STATED TASK ::
Leave out every picture and restate word for word the lines from the one with "Guideline: for every instance of the tree, set" to the final line.

______________________________

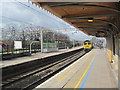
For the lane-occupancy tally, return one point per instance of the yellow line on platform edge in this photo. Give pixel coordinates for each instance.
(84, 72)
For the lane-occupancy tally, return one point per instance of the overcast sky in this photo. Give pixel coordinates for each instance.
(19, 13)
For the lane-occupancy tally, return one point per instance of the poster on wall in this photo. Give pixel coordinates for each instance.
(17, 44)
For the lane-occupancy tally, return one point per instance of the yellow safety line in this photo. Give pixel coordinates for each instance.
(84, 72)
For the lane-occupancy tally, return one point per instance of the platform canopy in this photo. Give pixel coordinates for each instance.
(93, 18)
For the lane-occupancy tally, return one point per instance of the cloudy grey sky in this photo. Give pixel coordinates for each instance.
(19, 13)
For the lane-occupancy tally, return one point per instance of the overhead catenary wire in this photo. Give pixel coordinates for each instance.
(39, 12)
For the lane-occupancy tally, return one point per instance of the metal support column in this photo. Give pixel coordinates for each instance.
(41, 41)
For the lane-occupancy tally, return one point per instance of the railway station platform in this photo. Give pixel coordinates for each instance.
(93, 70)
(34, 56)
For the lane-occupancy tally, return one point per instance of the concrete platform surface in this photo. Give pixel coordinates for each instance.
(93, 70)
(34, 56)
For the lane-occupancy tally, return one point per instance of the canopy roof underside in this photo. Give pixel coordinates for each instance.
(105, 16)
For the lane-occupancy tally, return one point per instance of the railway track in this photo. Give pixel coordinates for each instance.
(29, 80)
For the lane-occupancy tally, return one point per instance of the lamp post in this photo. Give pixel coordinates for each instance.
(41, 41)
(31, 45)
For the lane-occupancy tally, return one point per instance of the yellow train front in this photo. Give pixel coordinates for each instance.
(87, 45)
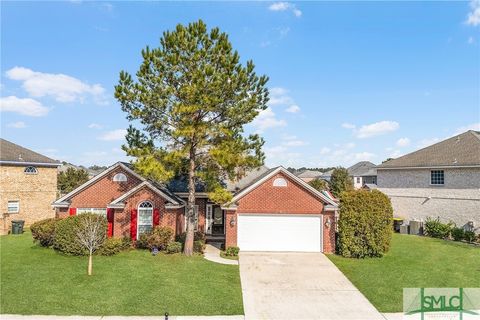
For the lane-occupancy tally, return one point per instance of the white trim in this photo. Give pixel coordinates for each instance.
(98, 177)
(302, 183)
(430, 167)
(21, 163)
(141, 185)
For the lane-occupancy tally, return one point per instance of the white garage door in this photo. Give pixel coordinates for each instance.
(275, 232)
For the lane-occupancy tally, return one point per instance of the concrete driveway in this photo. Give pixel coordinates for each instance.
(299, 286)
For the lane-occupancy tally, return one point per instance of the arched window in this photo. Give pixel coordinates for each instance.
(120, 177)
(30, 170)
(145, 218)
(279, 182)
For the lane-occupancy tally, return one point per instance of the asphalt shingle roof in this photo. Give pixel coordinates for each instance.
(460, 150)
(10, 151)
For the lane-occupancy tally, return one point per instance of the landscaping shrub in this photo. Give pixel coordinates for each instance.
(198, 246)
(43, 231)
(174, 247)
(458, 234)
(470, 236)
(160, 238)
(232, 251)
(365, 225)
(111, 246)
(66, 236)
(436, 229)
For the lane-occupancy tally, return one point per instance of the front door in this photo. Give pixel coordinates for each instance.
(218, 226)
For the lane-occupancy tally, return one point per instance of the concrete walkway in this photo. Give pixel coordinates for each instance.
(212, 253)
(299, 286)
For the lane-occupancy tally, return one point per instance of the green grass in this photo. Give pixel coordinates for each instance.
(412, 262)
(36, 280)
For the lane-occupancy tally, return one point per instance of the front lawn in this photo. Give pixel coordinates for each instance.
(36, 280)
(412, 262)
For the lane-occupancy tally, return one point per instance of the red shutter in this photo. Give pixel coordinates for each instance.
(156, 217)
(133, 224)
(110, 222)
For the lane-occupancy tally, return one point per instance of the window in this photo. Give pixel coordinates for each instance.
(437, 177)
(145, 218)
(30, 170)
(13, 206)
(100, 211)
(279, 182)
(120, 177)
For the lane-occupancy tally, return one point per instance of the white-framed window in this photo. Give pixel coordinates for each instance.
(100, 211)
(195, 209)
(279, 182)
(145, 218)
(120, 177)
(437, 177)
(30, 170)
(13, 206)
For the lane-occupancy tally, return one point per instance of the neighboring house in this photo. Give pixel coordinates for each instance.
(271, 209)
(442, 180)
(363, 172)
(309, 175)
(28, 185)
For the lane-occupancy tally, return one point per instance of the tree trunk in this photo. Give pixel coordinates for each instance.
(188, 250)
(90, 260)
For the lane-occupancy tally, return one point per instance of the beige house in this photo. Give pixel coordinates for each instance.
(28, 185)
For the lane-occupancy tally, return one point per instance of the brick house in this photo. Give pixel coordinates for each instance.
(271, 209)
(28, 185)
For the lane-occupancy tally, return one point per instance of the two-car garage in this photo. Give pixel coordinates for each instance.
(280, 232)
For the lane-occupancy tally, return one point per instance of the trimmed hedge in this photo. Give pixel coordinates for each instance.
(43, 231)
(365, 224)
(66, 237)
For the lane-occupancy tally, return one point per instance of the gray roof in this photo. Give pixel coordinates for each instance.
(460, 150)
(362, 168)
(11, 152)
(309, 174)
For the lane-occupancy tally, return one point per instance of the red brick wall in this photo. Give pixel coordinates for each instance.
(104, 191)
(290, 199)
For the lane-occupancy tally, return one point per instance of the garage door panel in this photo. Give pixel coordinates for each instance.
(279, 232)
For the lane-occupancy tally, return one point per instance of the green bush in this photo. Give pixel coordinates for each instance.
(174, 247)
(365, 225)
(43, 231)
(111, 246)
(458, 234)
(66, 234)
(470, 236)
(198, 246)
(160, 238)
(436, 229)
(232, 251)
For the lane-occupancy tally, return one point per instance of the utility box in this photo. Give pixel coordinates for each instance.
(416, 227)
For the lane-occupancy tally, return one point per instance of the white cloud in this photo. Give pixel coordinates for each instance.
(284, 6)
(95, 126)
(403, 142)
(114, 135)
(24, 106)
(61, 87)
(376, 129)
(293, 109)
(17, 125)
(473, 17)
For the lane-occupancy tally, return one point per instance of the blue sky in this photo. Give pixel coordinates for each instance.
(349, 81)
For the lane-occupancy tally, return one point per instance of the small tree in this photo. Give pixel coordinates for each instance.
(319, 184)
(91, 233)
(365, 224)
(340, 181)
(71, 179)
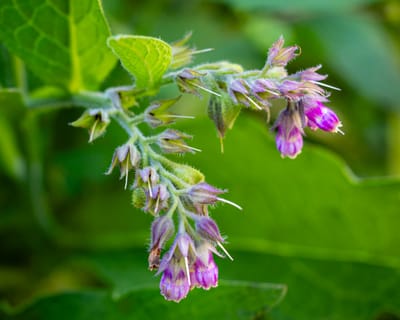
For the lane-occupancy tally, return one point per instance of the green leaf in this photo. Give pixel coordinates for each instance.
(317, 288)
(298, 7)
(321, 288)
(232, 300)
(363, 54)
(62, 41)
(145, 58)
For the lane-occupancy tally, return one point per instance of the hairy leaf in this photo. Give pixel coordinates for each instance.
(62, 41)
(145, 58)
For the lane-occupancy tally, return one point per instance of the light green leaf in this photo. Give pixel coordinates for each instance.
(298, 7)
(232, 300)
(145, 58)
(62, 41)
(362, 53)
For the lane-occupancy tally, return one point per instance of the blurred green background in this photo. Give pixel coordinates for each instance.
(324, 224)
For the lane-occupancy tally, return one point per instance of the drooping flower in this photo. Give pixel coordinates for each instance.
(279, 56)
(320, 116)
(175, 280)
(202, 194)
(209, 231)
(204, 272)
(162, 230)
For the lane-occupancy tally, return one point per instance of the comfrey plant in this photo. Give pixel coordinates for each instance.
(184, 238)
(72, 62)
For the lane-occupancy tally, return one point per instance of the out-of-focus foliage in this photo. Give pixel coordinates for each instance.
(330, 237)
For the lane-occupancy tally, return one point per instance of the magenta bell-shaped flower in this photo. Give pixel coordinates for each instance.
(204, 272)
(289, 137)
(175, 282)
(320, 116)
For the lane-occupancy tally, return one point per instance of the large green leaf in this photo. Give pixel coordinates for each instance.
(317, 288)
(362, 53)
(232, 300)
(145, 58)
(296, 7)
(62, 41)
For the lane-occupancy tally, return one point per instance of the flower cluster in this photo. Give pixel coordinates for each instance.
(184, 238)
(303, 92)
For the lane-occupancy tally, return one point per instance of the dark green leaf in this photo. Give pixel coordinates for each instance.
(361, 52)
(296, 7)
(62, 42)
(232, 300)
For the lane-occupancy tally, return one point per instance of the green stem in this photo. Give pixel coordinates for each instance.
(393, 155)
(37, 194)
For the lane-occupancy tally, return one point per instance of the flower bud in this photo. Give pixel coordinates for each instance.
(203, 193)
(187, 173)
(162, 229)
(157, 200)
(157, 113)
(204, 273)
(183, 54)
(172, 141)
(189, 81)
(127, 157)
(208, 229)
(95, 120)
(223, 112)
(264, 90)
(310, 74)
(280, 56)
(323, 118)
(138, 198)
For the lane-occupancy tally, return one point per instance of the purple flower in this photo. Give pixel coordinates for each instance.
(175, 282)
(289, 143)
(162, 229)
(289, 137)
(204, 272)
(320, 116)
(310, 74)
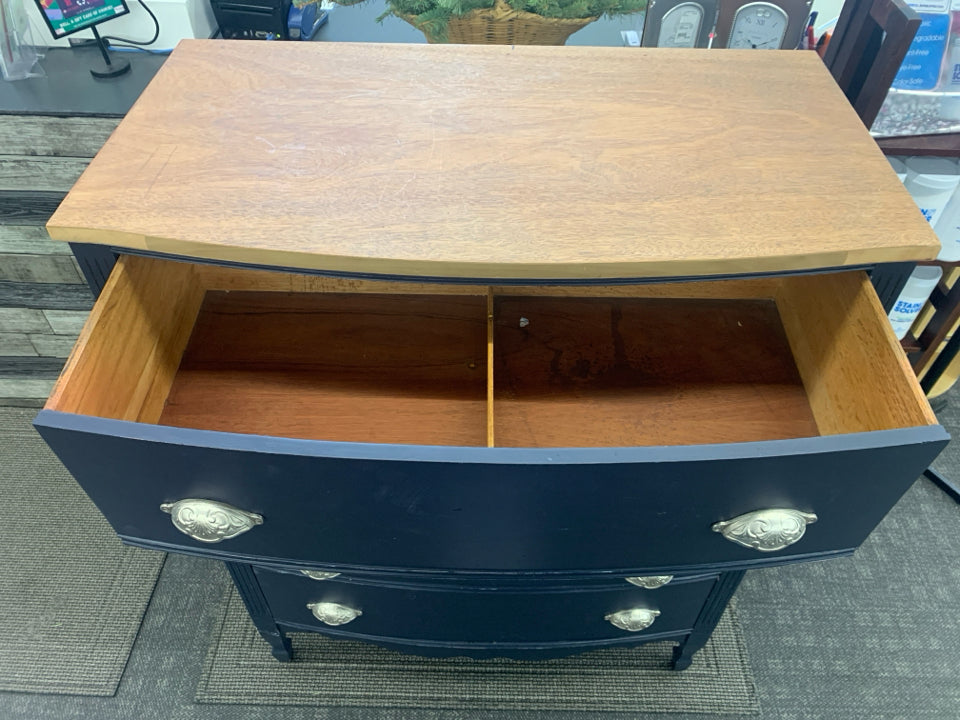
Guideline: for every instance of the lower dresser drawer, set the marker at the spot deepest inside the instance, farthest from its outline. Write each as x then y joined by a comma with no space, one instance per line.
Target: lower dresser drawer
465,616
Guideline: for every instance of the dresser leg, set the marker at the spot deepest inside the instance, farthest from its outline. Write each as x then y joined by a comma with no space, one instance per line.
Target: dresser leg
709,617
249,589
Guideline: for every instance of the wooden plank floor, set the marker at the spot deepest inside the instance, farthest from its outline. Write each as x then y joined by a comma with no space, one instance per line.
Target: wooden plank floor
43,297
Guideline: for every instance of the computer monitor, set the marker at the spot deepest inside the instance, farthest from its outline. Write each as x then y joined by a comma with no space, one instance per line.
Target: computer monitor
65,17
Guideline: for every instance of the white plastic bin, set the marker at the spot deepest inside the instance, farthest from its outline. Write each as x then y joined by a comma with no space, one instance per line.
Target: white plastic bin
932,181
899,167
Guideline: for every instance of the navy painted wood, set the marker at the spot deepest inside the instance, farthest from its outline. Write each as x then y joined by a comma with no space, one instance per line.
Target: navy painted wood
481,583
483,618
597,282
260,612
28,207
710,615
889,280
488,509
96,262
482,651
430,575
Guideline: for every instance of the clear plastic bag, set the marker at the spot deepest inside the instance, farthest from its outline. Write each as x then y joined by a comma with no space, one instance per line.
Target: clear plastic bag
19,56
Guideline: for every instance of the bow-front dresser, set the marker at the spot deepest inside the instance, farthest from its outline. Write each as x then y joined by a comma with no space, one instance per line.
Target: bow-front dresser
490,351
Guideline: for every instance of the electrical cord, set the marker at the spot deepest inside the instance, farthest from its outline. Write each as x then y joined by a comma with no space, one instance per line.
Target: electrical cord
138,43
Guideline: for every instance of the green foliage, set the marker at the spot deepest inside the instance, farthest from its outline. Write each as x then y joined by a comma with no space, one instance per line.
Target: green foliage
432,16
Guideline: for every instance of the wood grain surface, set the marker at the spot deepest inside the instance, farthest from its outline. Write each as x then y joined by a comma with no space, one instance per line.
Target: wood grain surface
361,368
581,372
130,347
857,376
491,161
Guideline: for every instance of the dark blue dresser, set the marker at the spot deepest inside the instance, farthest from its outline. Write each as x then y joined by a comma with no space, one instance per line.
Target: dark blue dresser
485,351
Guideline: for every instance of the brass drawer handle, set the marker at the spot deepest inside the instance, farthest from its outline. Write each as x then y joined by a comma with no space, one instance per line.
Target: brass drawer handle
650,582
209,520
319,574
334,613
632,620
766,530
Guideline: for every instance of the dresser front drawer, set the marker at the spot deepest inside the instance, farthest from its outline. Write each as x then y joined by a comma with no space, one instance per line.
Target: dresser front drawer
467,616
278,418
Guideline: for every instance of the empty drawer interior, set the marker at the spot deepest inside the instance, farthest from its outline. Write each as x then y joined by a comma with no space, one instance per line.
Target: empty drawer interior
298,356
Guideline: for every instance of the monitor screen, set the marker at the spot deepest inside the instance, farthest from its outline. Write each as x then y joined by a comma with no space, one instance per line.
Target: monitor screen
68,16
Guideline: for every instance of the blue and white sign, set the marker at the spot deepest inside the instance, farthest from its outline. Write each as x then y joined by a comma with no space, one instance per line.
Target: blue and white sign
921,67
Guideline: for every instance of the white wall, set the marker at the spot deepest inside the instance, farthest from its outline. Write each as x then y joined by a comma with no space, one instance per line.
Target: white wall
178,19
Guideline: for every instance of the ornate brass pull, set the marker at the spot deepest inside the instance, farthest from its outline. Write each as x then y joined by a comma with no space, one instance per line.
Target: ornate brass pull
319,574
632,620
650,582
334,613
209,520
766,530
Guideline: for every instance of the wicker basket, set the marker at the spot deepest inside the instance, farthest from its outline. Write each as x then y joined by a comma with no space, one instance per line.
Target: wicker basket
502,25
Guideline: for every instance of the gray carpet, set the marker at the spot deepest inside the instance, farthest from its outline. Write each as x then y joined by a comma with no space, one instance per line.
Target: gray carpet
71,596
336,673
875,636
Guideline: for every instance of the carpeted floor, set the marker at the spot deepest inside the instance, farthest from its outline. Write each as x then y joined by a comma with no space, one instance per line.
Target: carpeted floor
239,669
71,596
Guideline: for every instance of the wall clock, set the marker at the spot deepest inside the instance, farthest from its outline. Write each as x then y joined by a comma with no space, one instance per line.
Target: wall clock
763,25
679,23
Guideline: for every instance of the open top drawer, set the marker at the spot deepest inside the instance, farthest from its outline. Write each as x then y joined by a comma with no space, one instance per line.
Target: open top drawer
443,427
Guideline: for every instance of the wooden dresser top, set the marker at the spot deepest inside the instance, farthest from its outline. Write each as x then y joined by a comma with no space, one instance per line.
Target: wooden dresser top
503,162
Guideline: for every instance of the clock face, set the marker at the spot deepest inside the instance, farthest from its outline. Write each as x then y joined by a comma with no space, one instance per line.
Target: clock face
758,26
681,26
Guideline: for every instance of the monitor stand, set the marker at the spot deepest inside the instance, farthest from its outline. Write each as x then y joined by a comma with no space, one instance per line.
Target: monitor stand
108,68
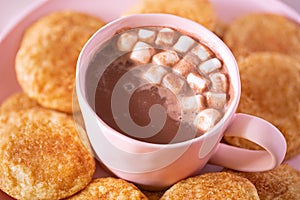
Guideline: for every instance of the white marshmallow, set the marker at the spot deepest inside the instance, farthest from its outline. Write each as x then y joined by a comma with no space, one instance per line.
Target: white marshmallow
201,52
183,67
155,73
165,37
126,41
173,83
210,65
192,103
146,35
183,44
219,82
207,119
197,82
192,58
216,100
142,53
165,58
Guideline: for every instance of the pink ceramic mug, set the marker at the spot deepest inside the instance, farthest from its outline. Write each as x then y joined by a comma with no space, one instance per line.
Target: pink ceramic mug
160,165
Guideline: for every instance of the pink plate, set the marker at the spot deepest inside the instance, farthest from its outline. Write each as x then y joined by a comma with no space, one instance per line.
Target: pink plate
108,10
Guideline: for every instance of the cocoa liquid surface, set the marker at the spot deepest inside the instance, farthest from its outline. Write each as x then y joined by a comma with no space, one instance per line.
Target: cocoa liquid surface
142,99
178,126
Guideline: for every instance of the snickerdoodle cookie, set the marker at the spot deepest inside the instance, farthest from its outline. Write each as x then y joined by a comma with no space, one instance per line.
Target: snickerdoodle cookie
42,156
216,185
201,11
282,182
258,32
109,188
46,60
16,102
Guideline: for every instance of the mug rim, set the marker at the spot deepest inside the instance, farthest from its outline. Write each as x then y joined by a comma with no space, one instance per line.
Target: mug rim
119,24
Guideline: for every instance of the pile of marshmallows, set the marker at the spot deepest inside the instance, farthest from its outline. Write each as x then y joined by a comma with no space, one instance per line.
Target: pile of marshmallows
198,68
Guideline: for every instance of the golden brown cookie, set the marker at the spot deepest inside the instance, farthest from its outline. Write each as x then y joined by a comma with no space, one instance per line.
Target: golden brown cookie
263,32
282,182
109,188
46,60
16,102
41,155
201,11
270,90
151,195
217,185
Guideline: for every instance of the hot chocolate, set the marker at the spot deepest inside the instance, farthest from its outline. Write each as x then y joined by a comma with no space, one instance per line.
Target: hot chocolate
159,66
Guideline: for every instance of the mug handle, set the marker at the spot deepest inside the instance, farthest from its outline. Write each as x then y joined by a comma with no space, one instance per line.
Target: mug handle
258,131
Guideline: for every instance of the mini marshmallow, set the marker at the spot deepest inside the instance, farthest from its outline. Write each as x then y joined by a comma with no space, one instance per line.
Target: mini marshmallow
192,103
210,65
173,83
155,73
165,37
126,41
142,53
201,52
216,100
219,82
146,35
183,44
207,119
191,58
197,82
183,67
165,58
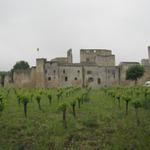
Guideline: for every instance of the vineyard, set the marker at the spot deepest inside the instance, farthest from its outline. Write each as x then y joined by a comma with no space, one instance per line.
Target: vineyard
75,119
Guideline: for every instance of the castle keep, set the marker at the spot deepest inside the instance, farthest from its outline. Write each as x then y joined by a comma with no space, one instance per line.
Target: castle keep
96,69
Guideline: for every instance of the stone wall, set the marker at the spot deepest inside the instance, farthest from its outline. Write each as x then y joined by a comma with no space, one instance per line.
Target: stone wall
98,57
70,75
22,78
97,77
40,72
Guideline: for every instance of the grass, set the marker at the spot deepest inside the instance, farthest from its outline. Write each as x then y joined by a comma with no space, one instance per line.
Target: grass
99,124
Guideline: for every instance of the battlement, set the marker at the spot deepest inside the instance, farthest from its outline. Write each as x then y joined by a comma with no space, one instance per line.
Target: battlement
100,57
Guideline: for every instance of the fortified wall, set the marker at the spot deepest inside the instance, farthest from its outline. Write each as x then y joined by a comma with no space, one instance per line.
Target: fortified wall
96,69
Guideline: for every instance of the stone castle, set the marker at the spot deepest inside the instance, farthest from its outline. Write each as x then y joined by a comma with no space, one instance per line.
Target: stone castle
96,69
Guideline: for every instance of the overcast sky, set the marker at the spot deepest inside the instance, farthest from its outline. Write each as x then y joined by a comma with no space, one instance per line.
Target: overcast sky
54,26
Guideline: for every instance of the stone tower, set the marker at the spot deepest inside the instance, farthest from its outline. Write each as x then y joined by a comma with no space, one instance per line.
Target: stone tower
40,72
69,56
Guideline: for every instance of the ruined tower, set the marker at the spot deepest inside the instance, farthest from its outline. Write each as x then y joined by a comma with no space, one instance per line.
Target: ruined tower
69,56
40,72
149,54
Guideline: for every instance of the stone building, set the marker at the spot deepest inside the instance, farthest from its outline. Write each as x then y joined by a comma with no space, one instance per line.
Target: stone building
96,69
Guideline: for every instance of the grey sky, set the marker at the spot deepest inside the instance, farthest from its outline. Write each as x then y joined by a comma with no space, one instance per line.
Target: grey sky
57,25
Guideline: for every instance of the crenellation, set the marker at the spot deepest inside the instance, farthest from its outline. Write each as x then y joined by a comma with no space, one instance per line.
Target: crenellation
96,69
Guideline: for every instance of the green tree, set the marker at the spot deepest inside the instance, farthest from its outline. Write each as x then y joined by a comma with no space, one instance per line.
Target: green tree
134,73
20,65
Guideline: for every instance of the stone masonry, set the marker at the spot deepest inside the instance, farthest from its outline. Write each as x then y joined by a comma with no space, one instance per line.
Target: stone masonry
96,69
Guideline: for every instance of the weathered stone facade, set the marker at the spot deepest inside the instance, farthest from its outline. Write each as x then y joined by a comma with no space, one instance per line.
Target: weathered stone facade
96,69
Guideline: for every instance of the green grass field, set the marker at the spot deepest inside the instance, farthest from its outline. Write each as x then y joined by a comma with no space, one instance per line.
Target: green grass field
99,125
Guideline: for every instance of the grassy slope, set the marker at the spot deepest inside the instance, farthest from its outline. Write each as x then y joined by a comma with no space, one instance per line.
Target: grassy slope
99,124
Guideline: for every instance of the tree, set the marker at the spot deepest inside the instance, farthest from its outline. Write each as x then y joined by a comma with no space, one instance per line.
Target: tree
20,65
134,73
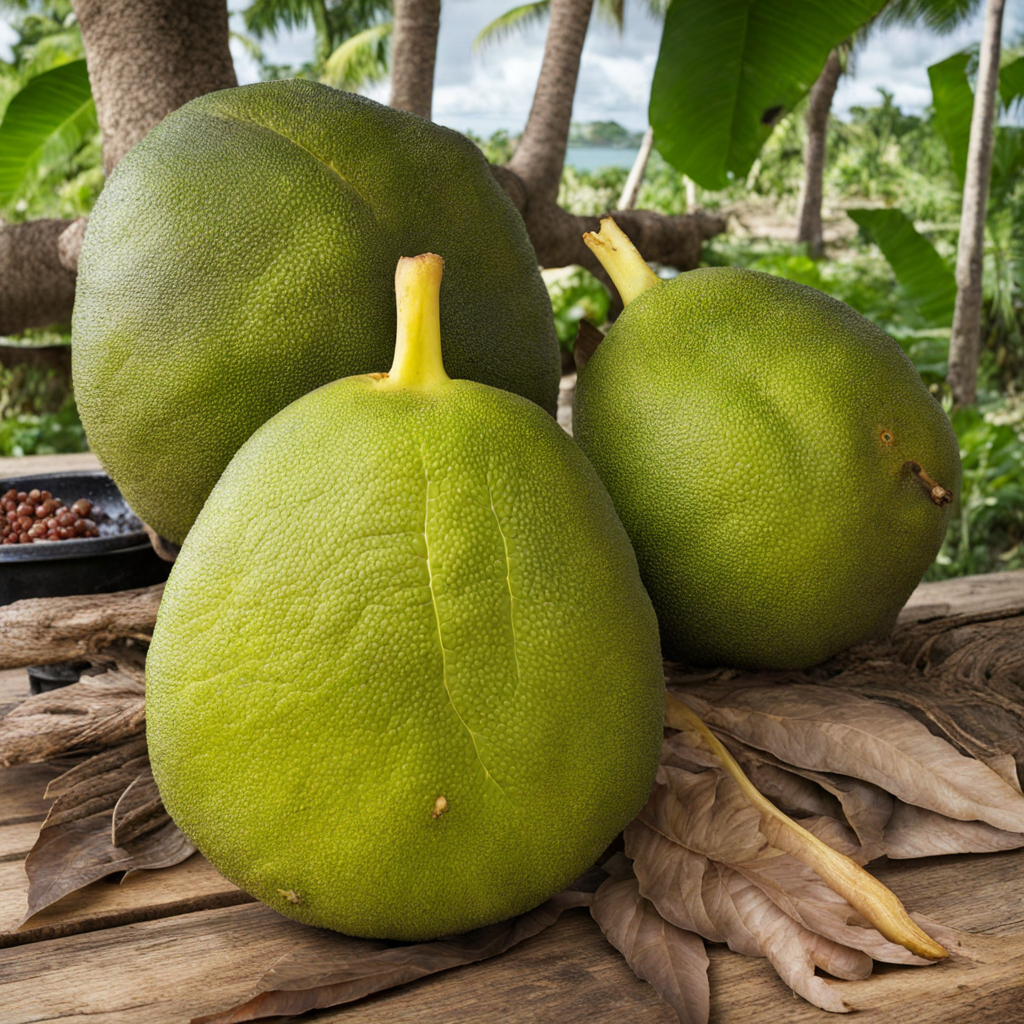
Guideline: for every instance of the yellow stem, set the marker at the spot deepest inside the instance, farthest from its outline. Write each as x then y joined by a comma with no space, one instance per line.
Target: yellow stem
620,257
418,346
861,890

______________________________

EXERCISE OUTPUT ::
Guideline: for every instance of the tree, set the marker at the spot deepest inside the instance, farthest from its outline. Write each as x then y joined by a comma with no space, one instance per line.
Target: tree
20,65
134,73
Guideline: for every instance of the yellow stem, set the marker at the spot deepest inside the instance, farthest from its outline. Write each as x then y joined by a comma with no space, one instance per line.
Target: yellow stem
620,257
418,346
861,890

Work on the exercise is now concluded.